Task brief. Repeat the records below exactly, beginning at the first line and finishing with the line that contains "TARGET: dark hair".

START Available records

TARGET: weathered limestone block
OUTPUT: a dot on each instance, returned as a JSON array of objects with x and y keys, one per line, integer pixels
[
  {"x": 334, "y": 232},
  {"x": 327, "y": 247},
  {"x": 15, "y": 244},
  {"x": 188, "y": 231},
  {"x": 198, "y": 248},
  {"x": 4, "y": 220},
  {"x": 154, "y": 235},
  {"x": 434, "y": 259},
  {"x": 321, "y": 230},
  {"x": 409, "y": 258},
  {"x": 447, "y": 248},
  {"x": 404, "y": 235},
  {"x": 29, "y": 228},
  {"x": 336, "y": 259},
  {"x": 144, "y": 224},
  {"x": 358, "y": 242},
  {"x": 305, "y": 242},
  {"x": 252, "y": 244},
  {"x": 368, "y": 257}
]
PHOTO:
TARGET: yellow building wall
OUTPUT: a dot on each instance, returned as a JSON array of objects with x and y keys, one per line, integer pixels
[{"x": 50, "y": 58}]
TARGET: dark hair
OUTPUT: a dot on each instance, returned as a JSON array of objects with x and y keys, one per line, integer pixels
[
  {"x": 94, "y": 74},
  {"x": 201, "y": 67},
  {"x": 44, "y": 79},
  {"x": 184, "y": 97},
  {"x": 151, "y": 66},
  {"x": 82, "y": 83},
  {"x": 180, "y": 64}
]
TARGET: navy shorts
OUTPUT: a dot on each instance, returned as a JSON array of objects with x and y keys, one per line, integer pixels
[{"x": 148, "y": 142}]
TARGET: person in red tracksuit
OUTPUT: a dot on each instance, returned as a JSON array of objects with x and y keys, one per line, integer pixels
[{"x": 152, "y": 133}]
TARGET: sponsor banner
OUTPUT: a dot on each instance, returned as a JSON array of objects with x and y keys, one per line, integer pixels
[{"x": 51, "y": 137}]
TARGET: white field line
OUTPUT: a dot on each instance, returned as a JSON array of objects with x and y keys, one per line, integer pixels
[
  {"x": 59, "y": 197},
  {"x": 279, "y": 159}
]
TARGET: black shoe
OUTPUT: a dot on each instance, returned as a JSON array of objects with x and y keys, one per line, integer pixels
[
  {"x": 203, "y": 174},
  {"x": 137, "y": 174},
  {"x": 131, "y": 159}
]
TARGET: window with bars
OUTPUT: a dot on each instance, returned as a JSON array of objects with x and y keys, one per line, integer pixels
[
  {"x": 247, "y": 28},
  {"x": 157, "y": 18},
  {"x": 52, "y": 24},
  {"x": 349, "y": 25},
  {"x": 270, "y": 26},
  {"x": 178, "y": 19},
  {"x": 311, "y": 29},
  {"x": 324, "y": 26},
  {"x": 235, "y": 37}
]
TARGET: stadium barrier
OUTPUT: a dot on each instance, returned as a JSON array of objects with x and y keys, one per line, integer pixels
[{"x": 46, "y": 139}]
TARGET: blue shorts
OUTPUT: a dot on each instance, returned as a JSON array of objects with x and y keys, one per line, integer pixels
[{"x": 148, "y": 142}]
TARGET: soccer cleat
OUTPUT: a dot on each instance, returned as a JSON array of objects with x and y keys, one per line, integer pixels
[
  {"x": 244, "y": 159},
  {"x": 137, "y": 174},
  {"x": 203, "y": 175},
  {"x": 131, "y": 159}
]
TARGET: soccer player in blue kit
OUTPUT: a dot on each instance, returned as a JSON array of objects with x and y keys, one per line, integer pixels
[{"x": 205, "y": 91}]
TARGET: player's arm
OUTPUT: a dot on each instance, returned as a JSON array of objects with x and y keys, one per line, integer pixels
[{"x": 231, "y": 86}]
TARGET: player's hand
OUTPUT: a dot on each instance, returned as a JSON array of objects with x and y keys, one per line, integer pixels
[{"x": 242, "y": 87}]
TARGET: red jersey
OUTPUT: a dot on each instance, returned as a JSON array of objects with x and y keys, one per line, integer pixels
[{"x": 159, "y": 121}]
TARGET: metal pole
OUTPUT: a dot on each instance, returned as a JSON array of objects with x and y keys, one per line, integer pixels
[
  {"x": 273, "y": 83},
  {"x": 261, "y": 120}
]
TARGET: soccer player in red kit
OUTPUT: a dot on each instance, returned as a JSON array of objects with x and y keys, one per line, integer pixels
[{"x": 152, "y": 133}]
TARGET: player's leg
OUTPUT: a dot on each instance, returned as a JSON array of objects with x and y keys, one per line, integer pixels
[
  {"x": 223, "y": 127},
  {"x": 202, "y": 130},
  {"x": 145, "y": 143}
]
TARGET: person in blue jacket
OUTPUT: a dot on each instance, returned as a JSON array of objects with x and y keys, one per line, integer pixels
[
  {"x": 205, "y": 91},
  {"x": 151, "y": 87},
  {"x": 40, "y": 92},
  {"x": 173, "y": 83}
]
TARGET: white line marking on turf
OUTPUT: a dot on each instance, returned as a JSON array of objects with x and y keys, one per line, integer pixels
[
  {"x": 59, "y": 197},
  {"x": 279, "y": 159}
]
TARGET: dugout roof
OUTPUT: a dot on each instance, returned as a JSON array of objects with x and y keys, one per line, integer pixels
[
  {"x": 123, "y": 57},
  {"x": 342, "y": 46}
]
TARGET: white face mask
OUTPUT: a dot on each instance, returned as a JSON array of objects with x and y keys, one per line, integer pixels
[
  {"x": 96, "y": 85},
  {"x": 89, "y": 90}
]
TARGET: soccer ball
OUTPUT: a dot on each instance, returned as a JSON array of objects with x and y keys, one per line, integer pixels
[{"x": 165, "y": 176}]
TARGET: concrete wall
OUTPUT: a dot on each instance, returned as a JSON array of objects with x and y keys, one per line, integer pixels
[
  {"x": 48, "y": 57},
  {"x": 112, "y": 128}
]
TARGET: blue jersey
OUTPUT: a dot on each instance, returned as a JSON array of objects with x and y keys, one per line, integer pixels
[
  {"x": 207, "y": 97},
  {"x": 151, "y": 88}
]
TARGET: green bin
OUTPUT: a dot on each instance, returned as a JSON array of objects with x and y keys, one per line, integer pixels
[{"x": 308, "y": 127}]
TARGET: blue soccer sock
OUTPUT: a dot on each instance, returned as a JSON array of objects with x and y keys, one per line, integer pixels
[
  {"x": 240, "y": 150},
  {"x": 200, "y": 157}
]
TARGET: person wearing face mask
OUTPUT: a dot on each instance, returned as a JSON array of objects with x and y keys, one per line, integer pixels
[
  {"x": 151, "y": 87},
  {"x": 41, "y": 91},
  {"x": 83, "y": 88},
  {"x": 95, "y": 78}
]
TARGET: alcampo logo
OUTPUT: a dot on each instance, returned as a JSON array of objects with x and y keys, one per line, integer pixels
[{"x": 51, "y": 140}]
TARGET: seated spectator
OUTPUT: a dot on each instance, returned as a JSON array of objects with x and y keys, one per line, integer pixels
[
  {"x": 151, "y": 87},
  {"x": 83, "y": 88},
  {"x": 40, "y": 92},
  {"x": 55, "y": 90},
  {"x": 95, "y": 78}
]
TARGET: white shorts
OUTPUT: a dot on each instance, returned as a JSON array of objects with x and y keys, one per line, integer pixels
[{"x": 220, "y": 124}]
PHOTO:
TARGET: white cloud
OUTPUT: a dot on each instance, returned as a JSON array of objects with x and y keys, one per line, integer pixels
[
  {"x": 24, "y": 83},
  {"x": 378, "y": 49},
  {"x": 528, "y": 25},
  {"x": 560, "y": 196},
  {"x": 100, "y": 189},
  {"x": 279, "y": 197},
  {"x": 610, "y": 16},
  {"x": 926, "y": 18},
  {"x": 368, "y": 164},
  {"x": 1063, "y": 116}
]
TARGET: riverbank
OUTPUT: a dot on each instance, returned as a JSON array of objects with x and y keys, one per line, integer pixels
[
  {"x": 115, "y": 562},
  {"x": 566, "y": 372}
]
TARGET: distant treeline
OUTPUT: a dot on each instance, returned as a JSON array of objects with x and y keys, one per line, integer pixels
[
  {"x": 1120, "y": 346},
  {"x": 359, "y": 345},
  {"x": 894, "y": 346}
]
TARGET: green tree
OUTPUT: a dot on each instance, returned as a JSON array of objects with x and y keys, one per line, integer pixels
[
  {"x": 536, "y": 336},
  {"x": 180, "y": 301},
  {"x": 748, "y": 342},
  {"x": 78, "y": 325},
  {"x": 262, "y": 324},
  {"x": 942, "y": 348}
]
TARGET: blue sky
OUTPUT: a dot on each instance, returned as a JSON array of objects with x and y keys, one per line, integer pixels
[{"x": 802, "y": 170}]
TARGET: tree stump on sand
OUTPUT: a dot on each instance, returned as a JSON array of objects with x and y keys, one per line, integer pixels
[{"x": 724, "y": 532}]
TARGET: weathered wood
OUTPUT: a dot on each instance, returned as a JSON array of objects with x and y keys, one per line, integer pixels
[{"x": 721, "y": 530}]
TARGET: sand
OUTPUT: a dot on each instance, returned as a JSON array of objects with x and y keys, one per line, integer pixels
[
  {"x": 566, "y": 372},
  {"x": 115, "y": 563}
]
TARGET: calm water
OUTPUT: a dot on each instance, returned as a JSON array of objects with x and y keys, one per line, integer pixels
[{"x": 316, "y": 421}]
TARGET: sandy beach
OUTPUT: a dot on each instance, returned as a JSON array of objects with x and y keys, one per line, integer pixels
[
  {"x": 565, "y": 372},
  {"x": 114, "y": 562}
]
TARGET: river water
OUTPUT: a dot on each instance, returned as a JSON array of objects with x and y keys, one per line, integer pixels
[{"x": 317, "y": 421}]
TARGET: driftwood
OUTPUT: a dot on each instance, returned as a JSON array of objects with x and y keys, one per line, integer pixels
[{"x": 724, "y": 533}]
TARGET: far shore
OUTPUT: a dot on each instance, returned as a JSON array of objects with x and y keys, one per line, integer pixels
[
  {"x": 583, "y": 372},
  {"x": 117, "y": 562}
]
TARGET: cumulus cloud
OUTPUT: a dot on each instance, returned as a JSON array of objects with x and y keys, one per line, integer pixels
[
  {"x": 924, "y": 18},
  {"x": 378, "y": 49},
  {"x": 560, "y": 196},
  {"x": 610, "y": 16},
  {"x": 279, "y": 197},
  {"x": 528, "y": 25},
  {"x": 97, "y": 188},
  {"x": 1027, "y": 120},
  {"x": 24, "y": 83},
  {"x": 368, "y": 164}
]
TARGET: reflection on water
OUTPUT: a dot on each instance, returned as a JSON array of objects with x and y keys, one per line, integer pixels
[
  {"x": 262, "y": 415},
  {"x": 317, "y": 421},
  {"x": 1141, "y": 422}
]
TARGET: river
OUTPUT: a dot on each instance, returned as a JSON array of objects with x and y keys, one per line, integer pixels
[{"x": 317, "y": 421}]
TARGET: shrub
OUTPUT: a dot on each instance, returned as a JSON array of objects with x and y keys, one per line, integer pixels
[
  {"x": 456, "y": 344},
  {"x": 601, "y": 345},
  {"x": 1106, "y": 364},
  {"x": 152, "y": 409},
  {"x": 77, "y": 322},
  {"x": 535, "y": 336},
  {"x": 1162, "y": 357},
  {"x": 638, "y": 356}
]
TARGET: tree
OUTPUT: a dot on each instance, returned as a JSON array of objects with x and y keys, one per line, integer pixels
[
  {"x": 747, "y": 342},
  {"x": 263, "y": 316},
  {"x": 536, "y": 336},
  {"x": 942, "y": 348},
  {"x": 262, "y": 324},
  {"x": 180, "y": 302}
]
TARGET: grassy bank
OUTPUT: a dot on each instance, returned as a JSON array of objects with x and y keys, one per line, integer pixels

END Available records

Response to the exercise.
TARGET: weathered limestone block
OUTPUT: a dot on each instance, returned as a JSON array of objects with x and y keys, one per line, integer pixels
[
  {"x": 334, "y": 232},
  {"x": 327, "y": 247},
  {"x": 15, "y": 244},
  {"x": 188, "y": 231},
  {"x": 198, "y": 248},
  {"x": 4, "y": 220},
  {"x": 154, "y": 235},
  {"x": 434, "y": 259},
  {"x": 321, "y": 230},
  {"x": 409, "y": 258},
  {"x": 447, "y": 248},
  {"x": 404, "y": 235},
  {"x": 29, "y": 228},
  {"x": 336, "y": 259},
  {"x": 144, "y": 224},
  {"x": 358, "y": 242},
  {"x": 305, "y": 242},
  {"x": 252, "y": 244},
  {"x": 368, "y": 257}
]
PHOTO:
TARGET: yellow building wall
OUTPUT: a dot on each instance, returned as a JSON array of objects with x and y keys, one per line, integer pixels
[{"x": 50, "y": 58}]
TARGET: dark hair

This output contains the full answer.